# Task input
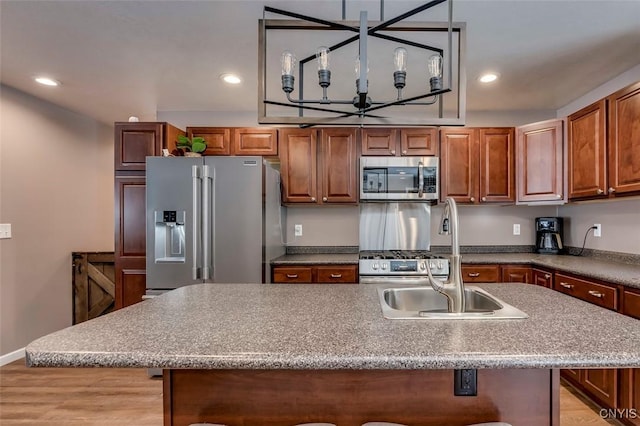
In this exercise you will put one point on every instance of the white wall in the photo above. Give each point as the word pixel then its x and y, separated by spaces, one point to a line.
pixel 56 190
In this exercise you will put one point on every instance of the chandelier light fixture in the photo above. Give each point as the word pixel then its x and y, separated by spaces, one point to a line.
pixel 444 53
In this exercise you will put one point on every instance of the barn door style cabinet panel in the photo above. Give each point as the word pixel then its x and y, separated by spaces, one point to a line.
pixel 478 165
pixel 133 143
pixel 604 147
pixel 417 141
pixel 539 149
pixel 323 172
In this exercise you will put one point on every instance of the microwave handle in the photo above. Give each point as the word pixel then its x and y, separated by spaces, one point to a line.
pixel 420 179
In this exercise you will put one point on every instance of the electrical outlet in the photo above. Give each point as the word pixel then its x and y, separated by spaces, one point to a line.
pixel 5 230
pixel 598 231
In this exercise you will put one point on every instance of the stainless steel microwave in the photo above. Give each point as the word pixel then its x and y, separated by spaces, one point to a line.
pixel 399 179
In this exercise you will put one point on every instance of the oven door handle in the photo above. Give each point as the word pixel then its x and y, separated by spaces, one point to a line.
pixel 420 179
pixel 423 280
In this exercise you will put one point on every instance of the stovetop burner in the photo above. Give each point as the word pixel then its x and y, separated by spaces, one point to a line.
pixel 398 254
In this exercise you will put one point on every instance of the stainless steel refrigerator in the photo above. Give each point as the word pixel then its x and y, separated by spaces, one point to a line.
pixel 211 219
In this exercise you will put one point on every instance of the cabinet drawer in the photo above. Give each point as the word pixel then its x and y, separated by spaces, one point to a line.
pixel 292 274
pixel 631 304
pixel 598 294
pixel 333 274
pixel 481 273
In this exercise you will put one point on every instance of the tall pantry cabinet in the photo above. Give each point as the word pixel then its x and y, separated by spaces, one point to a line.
pixel 133 143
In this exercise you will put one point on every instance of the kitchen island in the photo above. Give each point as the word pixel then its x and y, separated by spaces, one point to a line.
pixel 286 354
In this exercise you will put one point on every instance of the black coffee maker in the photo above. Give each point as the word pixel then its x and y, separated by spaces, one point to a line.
pixel 549 235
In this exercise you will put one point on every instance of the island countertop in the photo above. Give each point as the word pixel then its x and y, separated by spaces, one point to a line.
pixel 317 326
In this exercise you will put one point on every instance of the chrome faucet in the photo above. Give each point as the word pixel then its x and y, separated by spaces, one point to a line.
pixel 453 287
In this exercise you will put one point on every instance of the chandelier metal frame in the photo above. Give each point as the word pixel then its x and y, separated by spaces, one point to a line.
pixel 363 107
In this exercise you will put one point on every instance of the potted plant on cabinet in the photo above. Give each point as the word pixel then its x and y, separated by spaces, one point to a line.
pixel 192 147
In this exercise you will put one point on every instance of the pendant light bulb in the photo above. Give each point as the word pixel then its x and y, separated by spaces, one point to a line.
pixel 434 66
pixel 400 56
pixel 288 62
pixel 322 54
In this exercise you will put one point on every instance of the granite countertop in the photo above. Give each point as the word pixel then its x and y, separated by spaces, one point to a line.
pixel 605 270
pixel 324 326
pixel 316 259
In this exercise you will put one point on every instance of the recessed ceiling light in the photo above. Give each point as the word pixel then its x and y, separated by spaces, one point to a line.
pixel 488 77
pixel 231 78
pixel 47 81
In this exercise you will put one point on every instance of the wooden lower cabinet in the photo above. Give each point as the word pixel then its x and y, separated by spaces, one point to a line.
pixel 315 274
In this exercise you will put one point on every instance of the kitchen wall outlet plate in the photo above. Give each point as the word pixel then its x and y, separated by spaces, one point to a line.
pixel 5 230
pixel 597 232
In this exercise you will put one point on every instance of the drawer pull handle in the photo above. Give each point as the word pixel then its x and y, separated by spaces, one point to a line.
pixel 595 293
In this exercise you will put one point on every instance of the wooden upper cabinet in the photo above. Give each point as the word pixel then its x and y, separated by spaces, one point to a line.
pixel 136 141
pixel 497 164
pixel 539 150
pixel 587 151
pixel 413 141
pixel 338 165
pixel 218 139
pixel 379 141
pixel 459 164
pixel 420 141
pixel 624 141
pixel 298 165
pixel 255 141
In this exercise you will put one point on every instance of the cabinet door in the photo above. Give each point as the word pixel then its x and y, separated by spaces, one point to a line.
pixel 602 384
pixel 517 274
pixel 481 273
pixel 543 278
pixel 587 151
pixel 218 139
pixel 419 141
pixel 497 165
pixel 624 140
pixel 134 142
pixel 255 141
pixel 630 394
pixel 338 163
pixel 459 164
pixel 298 159
pixel 540 162
pixel 130 239
pixel 379 141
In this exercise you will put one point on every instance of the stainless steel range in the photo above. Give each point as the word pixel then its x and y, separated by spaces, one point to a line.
pixel 400 266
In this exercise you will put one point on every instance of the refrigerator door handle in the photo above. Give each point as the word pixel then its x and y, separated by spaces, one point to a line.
pixel 206 188
pixel 195 177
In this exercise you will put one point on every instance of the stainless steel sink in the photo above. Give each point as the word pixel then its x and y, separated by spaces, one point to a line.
pixel 426 303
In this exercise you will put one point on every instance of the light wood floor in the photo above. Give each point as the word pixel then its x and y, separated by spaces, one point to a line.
pixel 106 396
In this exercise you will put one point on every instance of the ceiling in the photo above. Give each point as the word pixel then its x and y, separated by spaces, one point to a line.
pixel 121 58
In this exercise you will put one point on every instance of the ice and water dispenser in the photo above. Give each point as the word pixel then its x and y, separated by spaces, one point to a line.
pixel 169 236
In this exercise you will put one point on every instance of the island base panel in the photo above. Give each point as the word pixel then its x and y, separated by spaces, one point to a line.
pixel 352 397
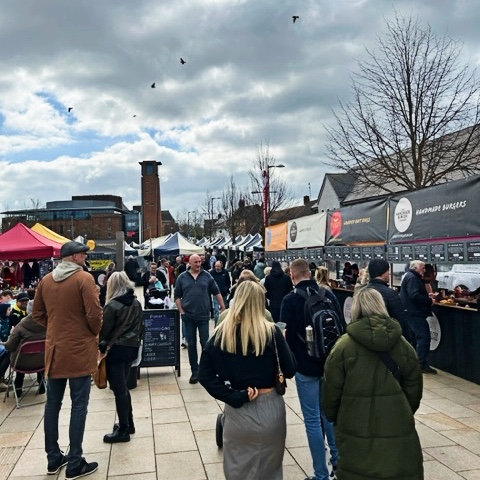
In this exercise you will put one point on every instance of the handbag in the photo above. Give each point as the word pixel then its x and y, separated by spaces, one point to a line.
pixel 280 380
pixel 100 374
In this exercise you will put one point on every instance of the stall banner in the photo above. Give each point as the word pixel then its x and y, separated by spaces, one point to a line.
pixel 276 237
pixel 307 231
pixel 360 223
pixel 444 211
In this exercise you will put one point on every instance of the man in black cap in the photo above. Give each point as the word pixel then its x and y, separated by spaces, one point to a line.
pixel 19 310
pixel 379 273
pixel 67 305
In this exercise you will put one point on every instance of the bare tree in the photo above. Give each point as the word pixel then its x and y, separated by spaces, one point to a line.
pixel 264 166
pixel 234 212
pixel 413 120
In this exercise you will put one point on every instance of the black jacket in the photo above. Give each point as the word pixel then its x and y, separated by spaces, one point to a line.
pixel 394 304
pixel 114 314
pixel 222 279
pixel 414 295
pixel 278 284
pixel 292 313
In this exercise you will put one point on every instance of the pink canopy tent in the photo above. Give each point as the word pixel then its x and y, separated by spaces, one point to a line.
pixel 21 243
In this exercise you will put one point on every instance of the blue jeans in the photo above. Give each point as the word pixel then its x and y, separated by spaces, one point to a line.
pixel 192 325
pixel 80 395
pixel 421 330
pixel 310 393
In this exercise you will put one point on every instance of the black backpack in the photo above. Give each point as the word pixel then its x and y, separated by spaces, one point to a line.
pixel 323 315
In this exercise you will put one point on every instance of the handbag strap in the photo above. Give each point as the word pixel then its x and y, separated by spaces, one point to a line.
pixel 391 365
pixel 276 350
pixel 120 328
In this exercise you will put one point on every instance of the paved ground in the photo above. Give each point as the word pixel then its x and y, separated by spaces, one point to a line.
pixel 175 437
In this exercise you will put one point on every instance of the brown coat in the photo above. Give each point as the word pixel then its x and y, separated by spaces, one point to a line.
pixel 71 312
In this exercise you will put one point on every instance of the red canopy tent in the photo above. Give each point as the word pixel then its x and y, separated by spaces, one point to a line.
pixel 21 243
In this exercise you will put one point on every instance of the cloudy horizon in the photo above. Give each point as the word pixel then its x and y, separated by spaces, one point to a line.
pixel 251 76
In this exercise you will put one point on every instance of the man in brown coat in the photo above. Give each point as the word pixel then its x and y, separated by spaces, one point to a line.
pixel 67 304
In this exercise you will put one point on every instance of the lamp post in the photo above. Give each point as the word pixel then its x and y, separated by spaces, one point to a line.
pixel 188 223
pixel 266 192
pixel 211 218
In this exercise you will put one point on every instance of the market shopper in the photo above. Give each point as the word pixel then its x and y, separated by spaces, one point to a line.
pixel 192 296
pixel 373 412
pixel 122 325
pixel 242 351
pixel 418 303
pixel 67 305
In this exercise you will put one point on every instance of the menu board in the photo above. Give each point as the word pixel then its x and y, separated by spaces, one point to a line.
pixel 406 253
pixel 421 252
pixel 379 252
pixel 393 253
pixel 455 252
pixel 356 254
pixel 473 251
pixel 161 339
pixel 328 253
pixel 437 252
pixel 367 253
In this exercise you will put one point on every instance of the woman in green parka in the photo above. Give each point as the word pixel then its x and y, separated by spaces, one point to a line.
pixel 373 412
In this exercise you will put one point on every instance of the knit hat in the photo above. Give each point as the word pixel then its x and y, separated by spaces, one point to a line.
pixel 377 267
pixel 3 309
pixel 22 296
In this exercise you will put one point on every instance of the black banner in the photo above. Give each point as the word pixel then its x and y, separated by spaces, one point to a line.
pixel 359 223
pixel 435 213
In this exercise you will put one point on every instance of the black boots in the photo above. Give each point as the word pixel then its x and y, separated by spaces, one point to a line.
pixel 118 435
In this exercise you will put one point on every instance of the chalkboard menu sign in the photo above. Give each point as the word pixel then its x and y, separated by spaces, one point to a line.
pixel 421 252
pixel 367 253
pixel 473 251
pixel 161 340
pixel 437 252
pixel 406 253
pixel 393 253
pixel 455 252
pixel 356 253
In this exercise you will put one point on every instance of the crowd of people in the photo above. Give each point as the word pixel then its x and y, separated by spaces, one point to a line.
pixel 259 322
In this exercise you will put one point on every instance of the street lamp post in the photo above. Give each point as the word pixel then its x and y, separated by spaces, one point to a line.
pixel 211 218
pixel 188 223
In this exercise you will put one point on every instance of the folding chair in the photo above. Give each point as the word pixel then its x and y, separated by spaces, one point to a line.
pixel 29 360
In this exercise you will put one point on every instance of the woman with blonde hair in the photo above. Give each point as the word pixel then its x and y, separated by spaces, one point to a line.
pixel 322 277
pixel 120 338
pixel 243 352
pixel 373 410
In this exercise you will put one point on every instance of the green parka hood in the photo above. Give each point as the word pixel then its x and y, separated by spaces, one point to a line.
pixel 376 333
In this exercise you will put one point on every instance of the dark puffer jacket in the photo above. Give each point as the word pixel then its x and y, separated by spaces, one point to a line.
pixel 115 313
pixel 373 414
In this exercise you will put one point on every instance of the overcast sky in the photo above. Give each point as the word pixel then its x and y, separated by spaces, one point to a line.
pixel 251 75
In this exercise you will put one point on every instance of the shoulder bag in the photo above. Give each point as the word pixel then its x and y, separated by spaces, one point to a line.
pixel 280 380
pixel 100 374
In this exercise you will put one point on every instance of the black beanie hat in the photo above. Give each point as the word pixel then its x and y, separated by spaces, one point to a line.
pixel 377 267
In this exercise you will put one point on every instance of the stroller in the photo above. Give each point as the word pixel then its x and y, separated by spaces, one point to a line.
pixel 156 298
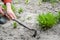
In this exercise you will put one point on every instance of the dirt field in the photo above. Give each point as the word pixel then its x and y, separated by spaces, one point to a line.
pixel 30 11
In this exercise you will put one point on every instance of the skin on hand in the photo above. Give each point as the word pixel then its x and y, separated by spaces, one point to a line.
pixel 10 14
pixel 1 10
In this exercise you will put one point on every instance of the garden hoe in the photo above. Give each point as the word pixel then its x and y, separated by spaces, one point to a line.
pixel 3 20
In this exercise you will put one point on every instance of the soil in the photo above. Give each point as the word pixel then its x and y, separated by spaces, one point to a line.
pixel 28 18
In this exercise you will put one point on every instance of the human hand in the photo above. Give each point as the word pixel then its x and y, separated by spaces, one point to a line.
pixel 10 14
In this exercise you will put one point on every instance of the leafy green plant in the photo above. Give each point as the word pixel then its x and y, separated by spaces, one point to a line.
pixel 51 1
pixel 58 16
pixel 20 10
pixel 26 1
pixel 12 6
pixel 14 25
pixel 47 20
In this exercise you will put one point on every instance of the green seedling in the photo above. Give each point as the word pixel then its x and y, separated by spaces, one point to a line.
pixel 51 1
pixel 46 21
pixel 58 16
pixel 20 10
pixel 12 6
pixel 14 25
pixel 26 1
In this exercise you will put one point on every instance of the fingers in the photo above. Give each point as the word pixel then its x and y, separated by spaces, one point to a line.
pixel 1 10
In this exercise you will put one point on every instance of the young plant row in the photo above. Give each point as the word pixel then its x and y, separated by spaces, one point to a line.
pixel 48 20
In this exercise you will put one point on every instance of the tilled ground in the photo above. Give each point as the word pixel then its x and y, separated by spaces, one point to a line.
pixel 28 18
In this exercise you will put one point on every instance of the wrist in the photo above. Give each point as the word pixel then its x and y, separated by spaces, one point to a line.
pixel 8 6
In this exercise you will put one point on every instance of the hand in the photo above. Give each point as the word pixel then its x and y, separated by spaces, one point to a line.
pixel 1 10
pixel 10 14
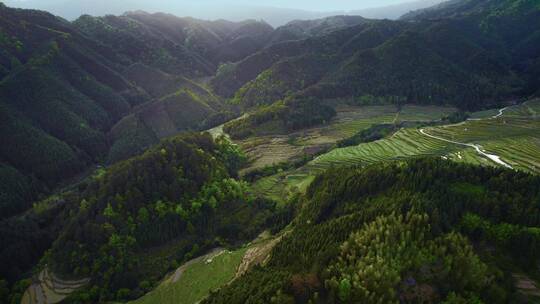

# Required action
Only the lines from the one containing "the hand in" through the end of the data above are to be output, exactly and without pictures.

# Result
In this exercise you will put one point on every instance of the hand in the photo above. Give each point as the word pixel then its x and y, separated by spaces, one point to a line.
pixel 1 10
pixel 10 14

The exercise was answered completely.